WHAT YOU SHOULD DO: In the records below, copy the line that contains "Could you please indicate the stainless" and each line after it, word for word, through the last.
****
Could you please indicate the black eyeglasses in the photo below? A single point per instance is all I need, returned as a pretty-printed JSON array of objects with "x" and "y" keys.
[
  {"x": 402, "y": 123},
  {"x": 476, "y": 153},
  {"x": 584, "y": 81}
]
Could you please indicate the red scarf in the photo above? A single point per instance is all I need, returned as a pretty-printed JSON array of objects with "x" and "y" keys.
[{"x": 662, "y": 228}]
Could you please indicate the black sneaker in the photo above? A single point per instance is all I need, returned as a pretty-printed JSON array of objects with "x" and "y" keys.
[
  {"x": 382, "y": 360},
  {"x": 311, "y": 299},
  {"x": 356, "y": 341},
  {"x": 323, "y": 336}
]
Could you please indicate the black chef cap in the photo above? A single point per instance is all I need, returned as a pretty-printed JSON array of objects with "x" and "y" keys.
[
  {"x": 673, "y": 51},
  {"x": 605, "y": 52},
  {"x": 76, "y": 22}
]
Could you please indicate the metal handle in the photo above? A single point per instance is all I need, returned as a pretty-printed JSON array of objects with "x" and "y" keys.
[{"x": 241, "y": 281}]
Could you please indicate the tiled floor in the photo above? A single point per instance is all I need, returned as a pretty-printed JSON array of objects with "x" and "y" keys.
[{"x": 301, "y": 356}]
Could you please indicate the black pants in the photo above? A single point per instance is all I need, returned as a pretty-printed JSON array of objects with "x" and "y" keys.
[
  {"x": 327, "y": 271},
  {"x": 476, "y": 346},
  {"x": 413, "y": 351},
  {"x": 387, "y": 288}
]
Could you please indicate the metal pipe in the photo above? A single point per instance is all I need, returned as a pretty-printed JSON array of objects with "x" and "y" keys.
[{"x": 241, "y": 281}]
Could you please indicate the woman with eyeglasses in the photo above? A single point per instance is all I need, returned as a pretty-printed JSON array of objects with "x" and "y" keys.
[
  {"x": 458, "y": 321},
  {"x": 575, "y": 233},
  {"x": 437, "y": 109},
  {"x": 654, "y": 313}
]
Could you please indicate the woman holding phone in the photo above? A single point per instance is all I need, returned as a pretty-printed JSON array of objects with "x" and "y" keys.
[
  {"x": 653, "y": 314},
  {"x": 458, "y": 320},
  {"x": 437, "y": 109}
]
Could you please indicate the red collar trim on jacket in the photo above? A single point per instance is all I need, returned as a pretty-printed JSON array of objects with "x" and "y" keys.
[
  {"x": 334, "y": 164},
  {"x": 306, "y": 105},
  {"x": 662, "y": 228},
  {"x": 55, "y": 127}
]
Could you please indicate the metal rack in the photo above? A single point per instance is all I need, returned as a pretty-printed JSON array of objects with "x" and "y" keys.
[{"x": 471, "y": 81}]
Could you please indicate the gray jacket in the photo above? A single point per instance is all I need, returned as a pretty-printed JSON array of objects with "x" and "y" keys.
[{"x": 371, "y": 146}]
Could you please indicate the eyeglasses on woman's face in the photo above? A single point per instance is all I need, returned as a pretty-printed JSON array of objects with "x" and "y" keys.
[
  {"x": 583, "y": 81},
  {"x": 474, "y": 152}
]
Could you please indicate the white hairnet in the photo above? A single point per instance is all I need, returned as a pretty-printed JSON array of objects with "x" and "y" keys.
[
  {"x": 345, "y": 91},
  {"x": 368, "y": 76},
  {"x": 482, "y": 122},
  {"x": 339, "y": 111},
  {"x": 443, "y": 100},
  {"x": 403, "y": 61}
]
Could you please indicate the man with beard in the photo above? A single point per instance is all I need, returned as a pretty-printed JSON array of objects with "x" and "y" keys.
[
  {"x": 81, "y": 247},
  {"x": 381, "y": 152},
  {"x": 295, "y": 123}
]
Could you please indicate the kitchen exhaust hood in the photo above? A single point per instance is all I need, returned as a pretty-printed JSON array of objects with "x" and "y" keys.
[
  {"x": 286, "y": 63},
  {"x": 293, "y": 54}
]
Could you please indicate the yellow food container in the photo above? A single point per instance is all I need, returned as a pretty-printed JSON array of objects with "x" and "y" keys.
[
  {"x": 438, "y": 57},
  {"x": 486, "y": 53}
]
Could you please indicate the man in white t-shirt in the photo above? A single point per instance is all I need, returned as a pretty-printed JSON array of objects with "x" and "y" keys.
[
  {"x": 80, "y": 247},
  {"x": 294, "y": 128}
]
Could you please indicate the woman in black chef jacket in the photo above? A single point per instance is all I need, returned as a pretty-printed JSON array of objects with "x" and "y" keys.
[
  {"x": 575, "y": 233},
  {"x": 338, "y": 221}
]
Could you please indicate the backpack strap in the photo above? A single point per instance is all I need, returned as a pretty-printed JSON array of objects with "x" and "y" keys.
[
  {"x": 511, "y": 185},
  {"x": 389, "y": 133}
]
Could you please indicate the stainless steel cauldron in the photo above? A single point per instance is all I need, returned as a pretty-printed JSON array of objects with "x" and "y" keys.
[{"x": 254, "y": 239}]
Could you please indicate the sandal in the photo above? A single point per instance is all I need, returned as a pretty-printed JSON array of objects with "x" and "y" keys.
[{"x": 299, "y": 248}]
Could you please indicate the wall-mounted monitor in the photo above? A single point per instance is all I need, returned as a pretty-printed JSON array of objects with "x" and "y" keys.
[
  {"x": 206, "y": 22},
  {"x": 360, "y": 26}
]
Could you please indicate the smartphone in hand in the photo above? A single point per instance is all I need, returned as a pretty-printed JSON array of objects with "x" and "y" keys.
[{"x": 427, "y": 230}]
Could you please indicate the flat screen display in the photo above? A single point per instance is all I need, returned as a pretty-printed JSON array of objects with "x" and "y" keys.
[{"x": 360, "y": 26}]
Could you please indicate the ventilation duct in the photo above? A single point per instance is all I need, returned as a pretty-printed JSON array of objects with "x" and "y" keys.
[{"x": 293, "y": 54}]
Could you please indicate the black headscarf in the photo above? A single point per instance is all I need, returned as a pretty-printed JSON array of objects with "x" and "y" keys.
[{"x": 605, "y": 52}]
****
RESULT:
Could you please indicate the stainless steel cauldron in the photo above? A single point per instance is all I need, returned as a pretty-printed JSON array of objects with "x" and "y" keys.
[{"x": 254, "y": 239}]
Could you please indicate the sandal in the photo above? A single point per instance is all I need, returned as a pretty-printed JSON array of objects with "x" and "y" keys.
[{"x": 299, "y": 248}]
Could you please indicate the wall-mounted monitor in the photo above? A single point per instance is all I need, returned as a pretty-printed JSON array of objects with "x" and "y" keys.
[
  {"x": 206, "y": 22},
  {"x": 360, "y": 26}
]
Could you please indicate the smartphone in hand in the photo above? A single point per instance is all I need, returned as a pretty-printed JSON array of objects with "x" and "y" keys.
[{"x": 427, "y": 230}]
Could you please indicate the flat screen display in the photo above? A single point per instance is all I need, returned as a pretty-printed JSON array of objects with "x" and "y" keys.
[{"x": 360, "y": 26}]
Could you please indicate the ventilation duct in the photo above? A single point per instance is all I need, returned as a pretty-printed JSON array of objects with "x" and "y" keys.
[{"x": 293, "y": 54}]
Could you please indicate the black headscarf in the photo above? A single point per instance is all I need, returned as a pretty-printed JSON array of objects with "x" and "y" keys.
[{"x": 605, "y": 52}]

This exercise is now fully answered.